Write out the lines from the line with "For each <instance>, emit" to the line with "box: [278, 223, 344, 273]" as a numbered list, leaving out any blank lines.

* Data to process:
Segment Open
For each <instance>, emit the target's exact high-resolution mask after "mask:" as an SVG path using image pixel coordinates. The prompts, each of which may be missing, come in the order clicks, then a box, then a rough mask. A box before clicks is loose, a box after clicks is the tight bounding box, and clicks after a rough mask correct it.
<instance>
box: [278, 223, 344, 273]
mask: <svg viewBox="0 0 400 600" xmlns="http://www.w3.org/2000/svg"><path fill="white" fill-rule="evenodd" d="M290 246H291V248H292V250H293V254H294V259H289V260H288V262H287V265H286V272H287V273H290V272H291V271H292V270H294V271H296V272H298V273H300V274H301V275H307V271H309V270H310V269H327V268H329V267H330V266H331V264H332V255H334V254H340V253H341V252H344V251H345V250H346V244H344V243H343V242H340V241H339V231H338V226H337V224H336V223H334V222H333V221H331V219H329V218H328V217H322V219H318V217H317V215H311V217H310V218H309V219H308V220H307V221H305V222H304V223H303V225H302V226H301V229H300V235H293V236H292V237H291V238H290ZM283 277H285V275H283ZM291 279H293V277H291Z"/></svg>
Segment Closed
Segment Open
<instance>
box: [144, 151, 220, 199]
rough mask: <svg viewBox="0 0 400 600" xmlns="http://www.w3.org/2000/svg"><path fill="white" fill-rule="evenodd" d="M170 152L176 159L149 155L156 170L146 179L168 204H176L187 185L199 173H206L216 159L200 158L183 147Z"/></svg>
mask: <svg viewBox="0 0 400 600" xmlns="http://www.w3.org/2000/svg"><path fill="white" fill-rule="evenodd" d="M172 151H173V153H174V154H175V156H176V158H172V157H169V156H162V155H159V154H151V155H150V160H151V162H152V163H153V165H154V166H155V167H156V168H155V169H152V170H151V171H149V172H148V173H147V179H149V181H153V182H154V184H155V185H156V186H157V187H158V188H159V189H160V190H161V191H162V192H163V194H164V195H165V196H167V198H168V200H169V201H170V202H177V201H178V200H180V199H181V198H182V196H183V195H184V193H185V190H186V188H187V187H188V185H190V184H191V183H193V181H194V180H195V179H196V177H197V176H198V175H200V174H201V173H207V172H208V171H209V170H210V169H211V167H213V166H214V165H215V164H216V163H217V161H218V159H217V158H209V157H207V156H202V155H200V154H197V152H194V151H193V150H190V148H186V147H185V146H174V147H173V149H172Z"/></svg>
Segment Closed
* Result for this exercise:
1. For each <instance>, emit the target's exact high-resolution mask after "mask:" as an SVG path using image pixel coordinates. The prompts, each of which may be missing, come in the order clicks, then a box, then a rough mask. A box before clicks is loose, a box after clicks is the tight bounding box, and clicks after a rough mask correct it.
2. <instance>
3. box: [278, 223, 344, 273]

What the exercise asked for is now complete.